Passage given>

How AIRMADE<sup>®</sup> SAF Compares to Other SAF Pathways

How AIRMADE® SAF Compares to Other SAF Pathways

There's a growing momentum to curb emissions from the aviation industry. Late last year, the United Nations' aviation agency, the International Civil Aviation Organization (ICAO), set a 5% reduction target for the sector by 2030 through the use of sustainable aviation fuels or other clean energy forms—an important interim milestone requiring increased levels of SAF consumption. To meet this goal, the aviation industry will require innovative solutions that can be easily integrated to reduce its current CO2 emissions, which are estimated to be around 2.5% of global GHG  emissions, a number that could rise to 22% by 2050 in a business-as-usual scenario. Enter Sustainable Aviation Fuel (SAF), a liquid fuel that can be used instead of conventional jet fuel to power existing aircraft and reduce the carbon emissions of the aviation industry.

Understanding the Landscape


SAF is not a one-size-fits-all solution; it encompasses a variety of production methods and feedstocks, each with its unique benefits and challenges. Biofuel derived from used cooking oil (or other lipids), referred to as Hydroprocessed Esters and Fatty Acids (HEFA), is currently a prevalent form of SAF. Production of SAF from energy crops such as corn via alcohol-to-jet pathway (ATJ) is considered to be the next technology in the pipeline in some regions. For HEFA SAF, feedstock scarcity is a real concern: the International Energy Agency (IEA) warns of an impending supply shortage for biodiesel, renewable diesel, and biojet fuel producers from 2022 to 2027. Energy crops-based SAFs are under less pressure from the feedstock availability perspective, but those pathways might not be available or can be challenging to develop in some regions, and certain scalability limits also exist. Given the projected growth in demand for air travel and increasing pressure on the industry to reduce its GHG emissions, there is an urgent need for SAF diversification and innovation to ensure robust and reliable supply. Using municipal solid waste (MSW) and non-food crops as feedstocks is also gaining interest. However, SAF made directly from CO2 (aka power-to-liquids/PtL or e-SAF) is expected to deliver the deepest GHG reductions. It has the potential to be one of the most globally scalable options, and commercial projects are now beginning to emerge.

Data provided>
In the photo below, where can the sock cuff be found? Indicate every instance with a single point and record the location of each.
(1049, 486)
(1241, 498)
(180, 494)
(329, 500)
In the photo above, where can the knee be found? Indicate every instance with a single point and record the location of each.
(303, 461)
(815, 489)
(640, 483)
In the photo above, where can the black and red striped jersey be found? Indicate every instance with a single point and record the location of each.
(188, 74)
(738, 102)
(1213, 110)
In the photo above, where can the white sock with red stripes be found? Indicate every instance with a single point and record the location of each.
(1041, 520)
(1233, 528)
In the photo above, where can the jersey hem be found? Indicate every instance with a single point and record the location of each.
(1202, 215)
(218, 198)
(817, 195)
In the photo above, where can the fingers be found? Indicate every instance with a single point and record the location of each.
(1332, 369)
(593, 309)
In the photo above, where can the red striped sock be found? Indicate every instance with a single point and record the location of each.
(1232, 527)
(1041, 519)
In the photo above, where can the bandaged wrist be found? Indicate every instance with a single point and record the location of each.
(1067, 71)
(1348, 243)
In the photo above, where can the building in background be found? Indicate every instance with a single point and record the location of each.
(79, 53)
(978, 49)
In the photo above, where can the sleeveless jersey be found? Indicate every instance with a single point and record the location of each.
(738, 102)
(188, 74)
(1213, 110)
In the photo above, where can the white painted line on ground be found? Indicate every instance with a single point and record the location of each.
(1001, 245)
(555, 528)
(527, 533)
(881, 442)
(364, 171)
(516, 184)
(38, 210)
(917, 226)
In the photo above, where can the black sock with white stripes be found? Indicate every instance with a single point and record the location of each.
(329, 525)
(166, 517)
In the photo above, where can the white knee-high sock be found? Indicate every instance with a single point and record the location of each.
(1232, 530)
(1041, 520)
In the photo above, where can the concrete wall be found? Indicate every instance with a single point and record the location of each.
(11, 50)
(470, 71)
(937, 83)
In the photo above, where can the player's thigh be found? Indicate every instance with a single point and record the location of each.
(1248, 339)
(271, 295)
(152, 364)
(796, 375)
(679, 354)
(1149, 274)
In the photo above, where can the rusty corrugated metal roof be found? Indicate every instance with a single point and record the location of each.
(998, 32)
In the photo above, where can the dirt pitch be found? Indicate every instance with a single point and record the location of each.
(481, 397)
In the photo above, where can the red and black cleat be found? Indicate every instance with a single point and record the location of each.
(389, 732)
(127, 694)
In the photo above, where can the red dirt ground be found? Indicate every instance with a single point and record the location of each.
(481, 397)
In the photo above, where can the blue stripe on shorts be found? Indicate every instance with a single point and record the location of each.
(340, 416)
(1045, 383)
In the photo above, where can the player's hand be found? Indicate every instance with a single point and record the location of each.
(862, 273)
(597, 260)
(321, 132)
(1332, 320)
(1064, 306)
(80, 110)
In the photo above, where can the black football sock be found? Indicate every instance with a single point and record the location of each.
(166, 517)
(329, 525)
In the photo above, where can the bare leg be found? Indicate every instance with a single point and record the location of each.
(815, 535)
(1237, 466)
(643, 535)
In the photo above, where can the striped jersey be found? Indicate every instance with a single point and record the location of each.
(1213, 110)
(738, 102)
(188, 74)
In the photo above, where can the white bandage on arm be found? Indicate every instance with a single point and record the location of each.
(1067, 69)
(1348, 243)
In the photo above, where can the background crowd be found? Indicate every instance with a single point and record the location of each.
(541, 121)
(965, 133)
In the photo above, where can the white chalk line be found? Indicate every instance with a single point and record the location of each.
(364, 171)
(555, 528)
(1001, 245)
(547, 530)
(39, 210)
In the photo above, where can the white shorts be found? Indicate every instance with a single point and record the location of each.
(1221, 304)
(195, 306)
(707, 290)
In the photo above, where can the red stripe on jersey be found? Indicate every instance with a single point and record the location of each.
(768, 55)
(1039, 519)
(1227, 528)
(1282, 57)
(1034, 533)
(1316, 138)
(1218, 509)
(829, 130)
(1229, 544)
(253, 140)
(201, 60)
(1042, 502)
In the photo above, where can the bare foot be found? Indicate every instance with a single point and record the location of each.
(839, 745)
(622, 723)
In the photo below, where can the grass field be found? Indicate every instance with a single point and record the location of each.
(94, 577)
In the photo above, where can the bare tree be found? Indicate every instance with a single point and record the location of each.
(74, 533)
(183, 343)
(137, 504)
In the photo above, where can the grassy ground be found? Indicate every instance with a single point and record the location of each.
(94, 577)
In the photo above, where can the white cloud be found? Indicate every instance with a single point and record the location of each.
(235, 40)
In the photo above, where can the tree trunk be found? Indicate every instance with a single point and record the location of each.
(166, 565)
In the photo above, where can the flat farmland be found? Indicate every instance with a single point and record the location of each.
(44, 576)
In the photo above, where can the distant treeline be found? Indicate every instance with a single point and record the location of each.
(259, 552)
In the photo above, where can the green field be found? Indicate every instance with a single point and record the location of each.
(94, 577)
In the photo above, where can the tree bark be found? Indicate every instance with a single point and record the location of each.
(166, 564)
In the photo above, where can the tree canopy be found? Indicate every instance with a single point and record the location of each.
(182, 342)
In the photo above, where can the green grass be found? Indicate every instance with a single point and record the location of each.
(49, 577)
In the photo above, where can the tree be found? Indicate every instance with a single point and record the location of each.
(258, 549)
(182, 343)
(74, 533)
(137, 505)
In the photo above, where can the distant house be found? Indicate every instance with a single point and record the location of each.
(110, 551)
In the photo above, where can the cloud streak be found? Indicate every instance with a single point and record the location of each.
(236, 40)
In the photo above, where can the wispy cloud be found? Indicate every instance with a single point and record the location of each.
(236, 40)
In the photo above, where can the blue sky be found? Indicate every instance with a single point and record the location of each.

Tasks to perform>
1: In the SAF article, what reduction target did ICAO set for the aviation sector by 2030?
2: Repeat the SAF article word for word between "How AIRMADE® SAF" and "of the aviation industry.", inclusive.
3: According to the SAF article, why is there an urgent need for SAF diversification and innovation?
The rows are separate material, apart from the SAF article.

Answers for the tasks>
1: A 5% reduction through the use of sustainable aviation fuels or other clean energy forms.

2:
How AIRMADE® SAF Compares to Other SAF Pathways

There's a growing momentum to curb emissions from the aviation industry. Late last year, the United Nations' aviation agency, the International Civil Aviation Organization (ICAO), set a 5% reduction target for the sector by 2030 through the use of sustainable aviation fuels or other clean energy forms—an important interim milestone requiring increased levels of SAF consumption. To meet this goal, the aviation industry will require innovative solutions that can be easily integrated to reduce its current CO2 emissions, which are estimated to be around 2.5% of global GHG  emissions, a number that could rise to 22% by 2050 in a business-as-usual scenario. Enter Sustainable Aviation Fuel (SAF), a liquid fuel that can be used instead of conventional jet fuel to power existing aircraft and reduce the carbon emissions of the aviation industry.

3: Demand for air travel is expected to grow, and pressure on the industry to cut its GHG emissions is increasing. Diversification and innovation are needed to ensure a robust and reliable supply.